(Point-per-instance localization data)
┄┄┄┄┄┄

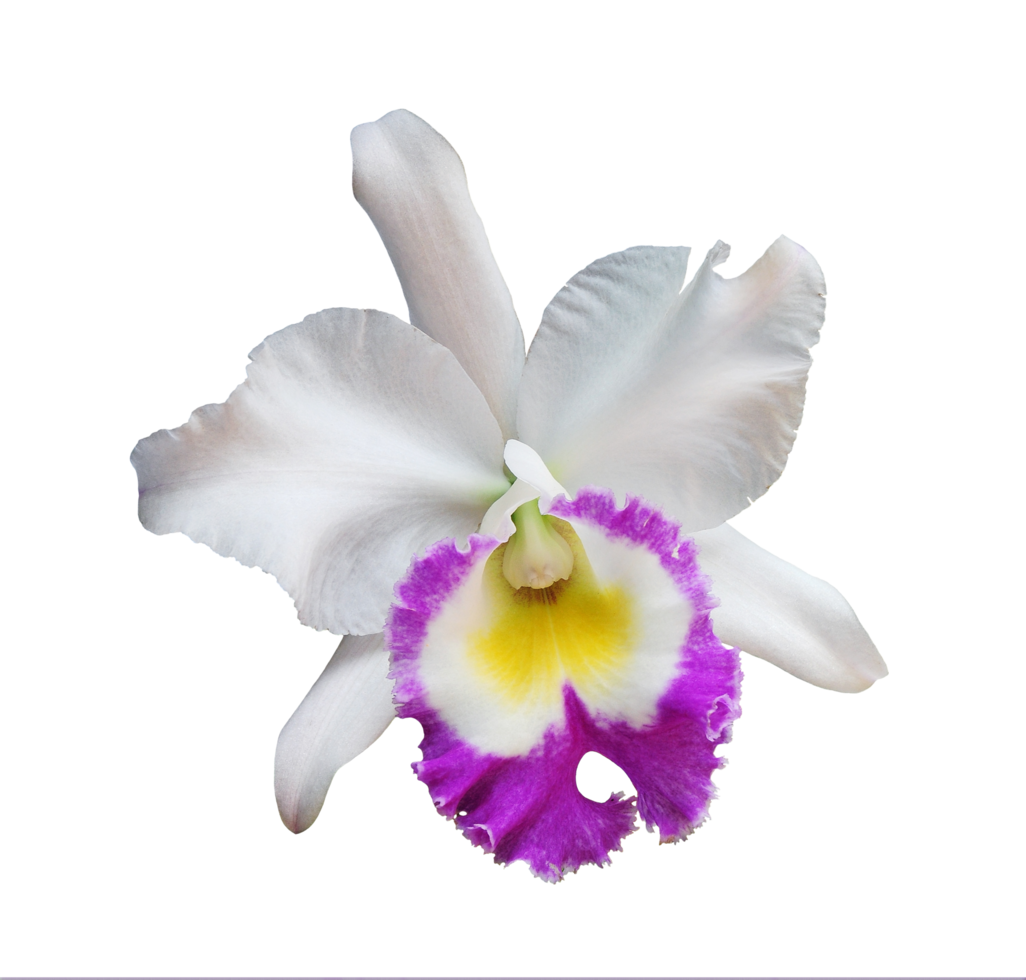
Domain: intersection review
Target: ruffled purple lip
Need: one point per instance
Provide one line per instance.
(528, 809)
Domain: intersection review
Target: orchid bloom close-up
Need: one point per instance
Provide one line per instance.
(526, 550)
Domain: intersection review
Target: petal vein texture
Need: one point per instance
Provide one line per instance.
(689, 393)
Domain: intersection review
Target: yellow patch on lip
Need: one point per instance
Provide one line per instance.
(575, 629)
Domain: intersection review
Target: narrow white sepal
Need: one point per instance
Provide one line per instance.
(347, 709)
(526, 465)
(777, 612)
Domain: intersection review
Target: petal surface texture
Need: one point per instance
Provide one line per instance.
(513, 688)
(687, 393)
(354, 442)
(411, 184)
(776, 611)
(346, 710)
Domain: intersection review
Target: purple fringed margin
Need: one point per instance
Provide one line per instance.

┄┄┄┄┄┄

*Your task:* Look through the entries above, and wherever a line holds the string "texture", copy it.

*Solution to this exercise:*
Target: petal vein texture
Target: petal surface texture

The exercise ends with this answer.